EXERCISE INSTRUCTIONS -
Print every line from the one containing "# test: pointer emits one marker per instance of the swimsuit" down through the one containing "x=338 y=218", both included, without changing any of them.

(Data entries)
____

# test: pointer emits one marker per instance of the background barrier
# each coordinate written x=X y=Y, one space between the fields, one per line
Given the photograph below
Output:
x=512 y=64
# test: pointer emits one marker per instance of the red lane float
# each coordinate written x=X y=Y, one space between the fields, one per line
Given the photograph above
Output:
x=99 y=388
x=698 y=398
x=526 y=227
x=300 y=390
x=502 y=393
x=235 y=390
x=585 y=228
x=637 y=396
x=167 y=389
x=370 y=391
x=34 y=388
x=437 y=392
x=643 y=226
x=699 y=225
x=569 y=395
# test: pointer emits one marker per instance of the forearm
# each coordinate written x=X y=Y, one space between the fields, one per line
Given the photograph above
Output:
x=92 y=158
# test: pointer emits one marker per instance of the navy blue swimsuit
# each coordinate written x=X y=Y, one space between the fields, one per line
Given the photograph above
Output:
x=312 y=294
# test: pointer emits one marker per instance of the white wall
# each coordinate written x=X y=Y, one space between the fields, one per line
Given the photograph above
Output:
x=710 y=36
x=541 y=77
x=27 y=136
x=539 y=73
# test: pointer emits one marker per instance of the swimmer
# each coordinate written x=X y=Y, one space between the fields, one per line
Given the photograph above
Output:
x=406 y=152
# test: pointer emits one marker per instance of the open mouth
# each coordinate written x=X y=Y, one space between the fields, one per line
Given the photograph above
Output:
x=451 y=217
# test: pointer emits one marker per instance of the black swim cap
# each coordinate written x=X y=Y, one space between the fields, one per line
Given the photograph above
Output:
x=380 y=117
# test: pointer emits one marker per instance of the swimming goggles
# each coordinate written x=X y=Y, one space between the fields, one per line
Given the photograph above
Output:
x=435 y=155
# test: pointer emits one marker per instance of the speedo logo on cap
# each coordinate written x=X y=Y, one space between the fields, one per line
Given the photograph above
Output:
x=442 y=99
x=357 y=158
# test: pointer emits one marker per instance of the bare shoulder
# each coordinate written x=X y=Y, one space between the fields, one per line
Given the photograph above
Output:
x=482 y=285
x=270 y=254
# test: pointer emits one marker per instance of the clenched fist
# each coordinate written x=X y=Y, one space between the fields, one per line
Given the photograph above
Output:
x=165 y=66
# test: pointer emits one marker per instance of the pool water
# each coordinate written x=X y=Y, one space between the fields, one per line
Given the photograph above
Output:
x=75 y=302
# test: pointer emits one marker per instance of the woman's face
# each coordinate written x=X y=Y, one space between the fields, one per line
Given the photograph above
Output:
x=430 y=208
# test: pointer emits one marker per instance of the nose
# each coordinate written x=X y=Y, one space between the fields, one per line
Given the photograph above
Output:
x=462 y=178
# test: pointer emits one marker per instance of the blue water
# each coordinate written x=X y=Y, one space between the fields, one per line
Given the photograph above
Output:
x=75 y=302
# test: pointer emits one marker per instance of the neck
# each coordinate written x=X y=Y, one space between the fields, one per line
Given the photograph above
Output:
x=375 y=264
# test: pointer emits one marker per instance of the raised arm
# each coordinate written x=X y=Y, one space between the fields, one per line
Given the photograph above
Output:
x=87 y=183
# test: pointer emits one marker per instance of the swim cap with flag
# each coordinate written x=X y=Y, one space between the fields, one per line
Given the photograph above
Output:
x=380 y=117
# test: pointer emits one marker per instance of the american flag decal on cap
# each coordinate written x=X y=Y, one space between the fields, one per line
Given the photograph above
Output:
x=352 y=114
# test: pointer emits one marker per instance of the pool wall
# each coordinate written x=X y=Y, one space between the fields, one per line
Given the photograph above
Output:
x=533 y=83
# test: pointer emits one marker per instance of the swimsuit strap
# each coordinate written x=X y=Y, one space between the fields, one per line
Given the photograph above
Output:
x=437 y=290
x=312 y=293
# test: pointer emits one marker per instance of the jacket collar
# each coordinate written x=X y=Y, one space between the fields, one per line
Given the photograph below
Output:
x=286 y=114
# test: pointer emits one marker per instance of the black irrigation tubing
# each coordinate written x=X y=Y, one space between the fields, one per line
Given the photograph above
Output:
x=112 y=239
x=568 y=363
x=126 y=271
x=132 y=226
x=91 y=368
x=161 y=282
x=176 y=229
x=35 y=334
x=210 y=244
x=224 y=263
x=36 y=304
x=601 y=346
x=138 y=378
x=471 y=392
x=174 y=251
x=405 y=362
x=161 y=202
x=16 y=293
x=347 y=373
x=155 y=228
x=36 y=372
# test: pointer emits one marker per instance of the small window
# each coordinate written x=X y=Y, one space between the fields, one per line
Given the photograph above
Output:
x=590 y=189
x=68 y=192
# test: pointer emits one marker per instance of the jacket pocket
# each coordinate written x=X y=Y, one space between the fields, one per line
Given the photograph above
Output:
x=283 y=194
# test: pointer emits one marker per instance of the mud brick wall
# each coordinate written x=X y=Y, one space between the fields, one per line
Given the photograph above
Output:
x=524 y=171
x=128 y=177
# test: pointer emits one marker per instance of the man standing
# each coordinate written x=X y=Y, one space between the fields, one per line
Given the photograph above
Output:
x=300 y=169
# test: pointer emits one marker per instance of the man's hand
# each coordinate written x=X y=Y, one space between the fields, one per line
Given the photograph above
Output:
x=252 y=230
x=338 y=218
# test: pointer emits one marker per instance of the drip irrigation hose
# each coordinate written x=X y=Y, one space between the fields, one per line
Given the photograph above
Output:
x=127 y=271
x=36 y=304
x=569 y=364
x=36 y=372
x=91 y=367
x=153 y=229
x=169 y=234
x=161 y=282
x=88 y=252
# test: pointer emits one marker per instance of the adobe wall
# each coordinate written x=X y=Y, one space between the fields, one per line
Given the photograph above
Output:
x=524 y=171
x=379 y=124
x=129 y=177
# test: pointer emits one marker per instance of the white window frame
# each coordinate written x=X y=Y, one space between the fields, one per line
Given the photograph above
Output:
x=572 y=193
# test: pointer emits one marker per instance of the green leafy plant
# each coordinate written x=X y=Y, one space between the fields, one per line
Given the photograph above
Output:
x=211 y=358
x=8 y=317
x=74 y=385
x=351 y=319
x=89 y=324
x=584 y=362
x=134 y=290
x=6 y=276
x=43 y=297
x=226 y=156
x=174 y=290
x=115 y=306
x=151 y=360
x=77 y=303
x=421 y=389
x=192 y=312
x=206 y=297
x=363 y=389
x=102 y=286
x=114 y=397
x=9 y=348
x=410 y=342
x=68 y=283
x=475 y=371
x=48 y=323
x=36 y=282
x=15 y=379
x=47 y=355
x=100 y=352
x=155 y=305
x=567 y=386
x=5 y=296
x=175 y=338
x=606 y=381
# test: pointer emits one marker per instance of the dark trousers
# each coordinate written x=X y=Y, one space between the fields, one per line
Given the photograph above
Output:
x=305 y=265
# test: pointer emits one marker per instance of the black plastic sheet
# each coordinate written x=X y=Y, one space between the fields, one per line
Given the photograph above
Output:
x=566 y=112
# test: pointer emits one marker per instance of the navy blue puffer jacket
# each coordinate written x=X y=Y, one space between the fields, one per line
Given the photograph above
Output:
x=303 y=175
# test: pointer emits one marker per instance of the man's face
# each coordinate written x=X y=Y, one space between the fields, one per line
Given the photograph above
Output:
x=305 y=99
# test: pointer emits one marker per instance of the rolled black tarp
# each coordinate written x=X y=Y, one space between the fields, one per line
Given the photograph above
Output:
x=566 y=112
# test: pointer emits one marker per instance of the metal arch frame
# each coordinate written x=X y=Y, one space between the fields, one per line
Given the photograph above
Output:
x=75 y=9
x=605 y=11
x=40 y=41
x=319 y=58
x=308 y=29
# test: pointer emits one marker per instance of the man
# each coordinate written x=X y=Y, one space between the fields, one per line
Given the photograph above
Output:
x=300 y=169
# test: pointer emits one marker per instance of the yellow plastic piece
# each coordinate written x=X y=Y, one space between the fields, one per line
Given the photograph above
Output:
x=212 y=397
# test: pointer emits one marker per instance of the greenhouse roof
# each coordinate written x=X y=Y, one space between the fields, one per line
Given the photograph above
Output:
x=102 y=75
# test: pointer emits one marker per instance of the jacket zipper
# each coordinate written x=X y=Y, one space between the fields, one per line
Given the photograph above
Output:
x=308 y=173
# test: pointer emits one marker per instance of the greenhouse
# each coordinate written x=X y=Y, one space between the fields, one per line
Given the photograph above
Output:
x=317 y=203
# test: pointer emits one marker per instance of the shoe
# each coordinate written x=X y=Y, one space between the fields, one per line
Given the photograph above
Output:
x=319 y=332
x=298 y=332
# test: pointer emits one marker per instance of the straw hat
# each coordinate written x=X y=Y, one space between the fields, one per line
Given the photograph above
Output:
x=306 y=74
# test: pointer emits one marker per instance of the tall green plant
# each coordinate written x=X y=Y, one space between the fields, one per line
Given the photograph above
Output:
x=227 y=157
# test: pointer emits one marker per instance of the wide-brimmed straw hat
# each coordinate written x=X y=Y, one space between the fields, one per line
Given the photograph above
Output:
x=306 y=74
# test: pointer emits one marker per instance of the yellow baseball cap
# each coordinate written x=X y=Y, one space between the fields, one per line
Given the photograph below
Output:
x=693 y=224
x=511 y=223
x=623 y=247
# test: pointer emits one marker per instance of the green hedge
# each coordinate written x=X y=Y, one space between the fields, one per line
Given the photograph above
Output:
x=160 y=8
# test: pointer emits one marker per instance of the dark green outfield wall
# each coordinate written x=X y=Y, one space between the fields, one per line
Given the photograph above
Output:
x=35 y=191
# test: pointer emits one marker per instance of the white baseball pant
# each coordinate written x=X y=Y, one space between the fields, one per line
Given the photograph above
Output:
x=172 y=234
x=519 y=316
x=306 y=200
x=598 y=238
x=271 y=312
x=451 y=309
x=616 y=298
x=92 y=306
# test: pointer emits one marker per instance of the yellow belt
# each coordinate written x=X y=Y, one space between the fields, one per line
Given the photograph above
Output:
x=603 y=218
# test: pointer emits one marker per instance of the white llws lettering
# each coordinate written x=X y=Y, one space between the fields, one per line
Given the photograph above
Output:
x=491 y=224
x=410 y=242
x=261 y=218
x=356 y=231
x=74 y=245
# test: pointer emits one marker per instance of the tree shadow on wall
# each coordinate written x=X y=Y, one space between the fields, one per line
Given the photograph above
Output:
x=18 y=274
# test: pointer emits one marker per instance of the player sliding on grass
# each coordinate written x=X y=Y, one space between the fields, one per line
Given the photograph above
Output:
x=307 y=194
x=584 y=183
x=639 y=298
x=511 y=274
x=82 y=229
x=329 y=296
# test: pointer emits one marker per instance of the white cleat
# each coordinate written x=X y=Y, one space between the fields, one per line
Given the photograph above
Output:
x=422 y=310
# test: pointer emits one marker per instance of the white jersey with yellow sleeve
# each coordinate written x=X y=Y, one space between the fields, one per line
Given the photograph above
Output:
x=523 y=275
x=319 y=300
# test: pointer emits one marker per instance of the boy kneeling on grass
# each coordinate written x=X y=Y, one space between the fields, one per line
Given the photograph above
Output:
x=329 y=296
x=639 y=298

____

SOLUTION TO THIS EXERCISE -
# test: pointer emits one marker per instance of the swimsuit strap
# each coordinate written x=X y=Y, one space between the fields, one per line
Given the photograph above
Output:
x=437 y=290
x=312 y=293
# test: pointer emits one marker per instance of the jacket collar
# each coordinate written x=X y=Y, one space between the fields, one per line
Given the photograph below
Output:
x=286 y=114
# test: pointer emits one marker per instance of the black irrigation tubing
# each coordinate written x=X y=Y, one space between the fields, one per line
Given the photograph above
Output:
x=112 y=239
x=568 y=363
x=126 y=271
x=132 y=226
x=91 y=368
x=161 y=282
x=176 y=229
x=35 y=334
x=210 y=244
x=224 y=263
x=36 y=304
x=601 y=346
x=138 y=378
x=471 y=392
x=174 y=251
x=405 y=362
x=161 y=202
x=16 y=293
x=347 y=373
x=155 y=228
x=36 y=372
# test: pointer emits one marker per instance of the small window
# each coordinate written x=X y=Y, one space between the fields, one per line
Given the photograph above
Output:
x=590 y=189
x=68 y=192
# test: pointer emits one marker per instance of the jacket pocket
# each coordinate written x=X y=Y, one space between the fields, one per line
Given the photograph above
Output:
x=283 y=194
# test: pointer emits one marker per instance of the mud brick wall
# each coordinate written x=X y=Y, one space between the fields, one per line
Given the photograph above
Output:
x=524 y=171
x=128 y=177
# test: pointer emits one marker per instance of the man standing
# each coordinate written x=X y=Y, one space between the fields, one per line
Given the photograph above
Output:
x=300 y=169
# test: pointer emits one marker per instance of the man's hand
# each coordinate written x=X y=Y, one space between the fields, one per line
Given the photograph above
Output:
x=252 y=230
x=338 y=218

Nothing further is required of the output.